## [AIM OF THE TASK]
Below are lines of data; give the number of them that contain "water", and only that.

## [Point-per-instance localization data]
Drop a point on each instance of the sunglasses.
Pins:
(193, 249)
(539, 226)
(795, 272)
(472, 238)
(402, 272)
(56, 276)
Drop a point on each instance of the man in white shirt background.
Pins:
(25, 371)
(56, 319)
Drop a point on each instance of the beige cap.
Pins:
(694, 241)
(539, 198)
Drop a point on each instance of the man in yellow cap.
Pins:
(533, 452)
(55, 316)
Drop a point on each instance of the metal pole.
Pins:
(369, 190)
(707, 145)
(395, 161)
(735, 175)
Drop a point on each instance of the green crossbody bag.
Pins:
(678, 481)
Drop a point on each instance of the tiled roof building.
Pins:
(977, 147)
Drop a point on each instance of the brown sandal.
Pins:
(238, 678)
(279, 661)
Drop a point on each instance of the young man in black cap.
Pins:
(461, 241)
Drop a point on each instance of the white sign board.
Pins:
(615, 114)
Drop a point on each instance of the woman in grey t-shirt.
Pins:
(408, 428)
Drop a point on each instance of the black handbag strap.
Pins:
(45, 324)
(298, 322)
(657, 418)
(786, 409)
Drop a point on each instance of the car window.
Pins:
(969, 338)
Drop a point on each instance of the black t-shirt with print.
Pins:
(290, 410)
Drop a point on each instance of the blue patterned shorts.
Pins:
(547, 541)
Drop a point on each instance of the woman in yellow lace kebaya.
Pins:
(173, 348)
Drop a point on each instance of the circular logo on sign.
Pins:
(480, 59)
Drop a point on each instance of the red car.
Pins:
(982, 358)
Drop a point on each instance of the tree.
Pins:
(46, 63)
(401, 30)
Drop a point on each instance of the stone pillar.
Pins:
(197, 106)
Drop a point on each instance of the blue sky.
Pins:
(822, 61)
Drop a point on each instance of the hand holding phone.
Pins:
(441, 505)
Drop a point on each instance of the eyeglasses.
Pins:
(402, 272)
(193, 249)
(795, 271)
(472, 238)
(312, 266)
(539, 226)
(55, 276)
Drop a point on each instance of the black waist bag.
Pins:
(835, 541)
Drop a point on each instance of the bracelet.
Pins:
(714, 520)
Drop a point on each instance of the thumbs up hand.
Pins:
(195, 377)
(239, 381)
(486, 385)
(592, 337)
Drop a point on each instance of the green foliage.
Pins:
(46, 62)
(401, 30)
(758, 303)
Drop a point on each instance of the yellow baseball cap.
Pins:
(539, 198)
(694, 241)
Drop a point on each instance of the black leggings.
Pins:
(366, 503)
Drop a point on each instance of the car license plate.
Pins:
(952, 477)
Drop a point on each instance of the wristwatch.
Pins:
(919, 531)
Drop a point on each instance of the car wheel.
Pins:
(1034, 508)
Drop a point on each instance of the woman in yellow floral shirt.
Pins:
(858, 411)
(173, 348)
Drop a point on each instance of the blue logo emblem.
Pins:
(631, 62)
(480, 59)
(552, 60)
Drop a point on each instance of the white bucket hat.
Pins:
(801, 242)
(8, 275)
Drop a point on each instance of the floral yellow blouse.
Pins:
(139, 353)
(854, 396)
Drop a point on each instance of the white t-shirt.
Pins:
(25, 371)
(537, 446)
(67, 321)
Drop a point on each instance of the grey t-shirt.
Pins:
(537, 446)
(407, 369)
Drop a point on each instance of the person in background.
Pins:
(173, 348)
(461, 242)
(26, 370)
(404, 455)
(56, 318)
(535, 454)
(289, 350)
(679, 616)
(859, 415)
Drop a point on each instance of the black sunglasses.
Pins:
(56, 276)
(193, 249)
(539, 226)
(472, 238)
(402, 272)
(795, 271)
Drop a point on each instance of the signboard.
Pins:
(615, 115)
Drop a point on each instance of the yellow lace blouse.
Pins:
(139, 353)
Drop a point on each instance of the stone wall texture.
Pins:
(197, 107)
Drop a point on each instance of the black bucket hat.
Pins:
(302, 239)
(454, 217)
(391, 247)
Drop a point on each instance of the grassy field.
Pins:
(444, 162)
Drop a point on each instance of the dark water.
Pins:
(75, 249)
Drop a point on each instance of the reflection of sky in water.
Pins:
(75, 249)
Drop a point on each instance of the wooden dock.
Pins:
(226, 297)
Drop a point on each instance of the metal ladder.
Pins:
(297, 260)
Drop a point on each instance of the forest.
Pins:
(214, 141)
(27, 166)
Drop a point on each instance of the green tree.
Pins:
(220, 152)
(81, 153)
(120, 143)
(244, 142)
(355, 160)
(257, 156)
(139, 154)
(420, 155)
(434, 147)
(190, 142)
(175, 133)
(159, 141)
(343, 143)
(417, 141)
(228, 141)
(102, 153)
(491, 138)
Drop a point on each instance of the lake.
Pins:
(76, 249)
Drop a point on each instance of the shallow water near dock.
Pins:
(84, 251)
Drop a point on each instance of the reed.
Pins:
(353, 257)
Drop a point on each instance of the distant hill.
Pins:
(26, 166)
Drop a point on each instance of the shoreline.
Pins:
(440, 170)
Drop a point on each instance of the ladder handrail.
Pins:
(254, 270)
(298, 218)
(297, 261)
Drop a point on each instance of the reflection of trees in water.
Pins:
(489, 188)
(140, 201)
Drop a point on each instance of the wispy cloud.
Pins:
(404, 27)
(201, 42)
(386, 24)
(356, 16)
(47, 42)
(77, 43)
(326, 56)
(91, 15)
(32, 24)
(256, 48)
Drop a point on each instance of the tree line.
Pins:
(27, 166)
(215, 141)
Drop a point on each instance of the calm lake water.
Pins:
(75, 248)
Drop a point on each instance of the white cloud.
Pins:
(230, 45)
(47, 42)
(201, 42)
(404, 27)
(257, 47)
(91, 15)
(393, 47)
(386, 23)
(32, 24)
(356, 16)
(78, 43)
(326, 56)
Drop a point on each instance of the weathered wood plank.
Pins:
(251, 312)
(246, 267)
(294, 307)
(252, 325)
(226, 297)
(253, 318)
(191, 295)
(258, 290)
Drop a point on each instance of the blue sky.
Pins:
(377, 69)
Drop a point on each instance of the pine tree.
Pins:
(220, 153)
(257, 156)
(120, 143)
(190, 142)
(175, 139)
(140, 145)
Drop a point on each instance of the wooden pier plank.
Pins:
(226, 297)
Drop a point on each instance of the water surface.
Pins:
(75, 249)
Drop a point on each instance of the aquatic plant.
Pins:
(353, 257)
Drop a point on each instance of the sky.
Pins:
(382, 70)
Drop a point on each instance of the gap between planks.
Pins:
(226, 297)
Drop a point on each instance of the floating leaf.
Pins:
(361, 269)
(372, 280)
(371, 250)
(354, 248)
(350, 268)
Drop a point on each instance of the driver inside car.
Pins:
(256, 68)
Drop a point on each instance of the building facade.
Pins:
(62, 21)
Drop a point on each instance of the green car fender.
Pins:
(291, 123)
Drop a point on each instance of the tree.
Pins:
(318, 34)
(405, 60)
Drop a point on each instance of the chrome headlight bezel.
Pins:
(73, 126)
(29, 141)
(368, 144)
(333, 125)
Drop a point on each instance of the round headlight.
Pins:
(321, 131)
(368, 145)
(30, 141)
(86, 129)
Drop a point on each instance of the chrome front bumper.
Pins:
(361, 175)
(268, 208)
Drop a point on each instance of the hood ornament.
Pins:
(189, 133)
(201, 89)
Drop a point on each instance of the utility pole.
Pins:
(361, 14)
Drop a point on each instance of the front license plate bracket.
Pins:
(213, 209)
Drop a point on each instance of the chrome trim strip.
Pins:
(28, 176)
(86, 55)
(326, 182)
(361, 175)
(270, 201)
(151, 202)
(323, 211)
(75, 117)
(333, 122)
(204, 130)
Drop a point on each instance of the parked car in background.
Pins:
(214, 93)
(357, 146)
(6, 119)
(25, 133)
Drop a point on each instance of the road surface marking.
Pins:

## [TASK SOLUTION]
6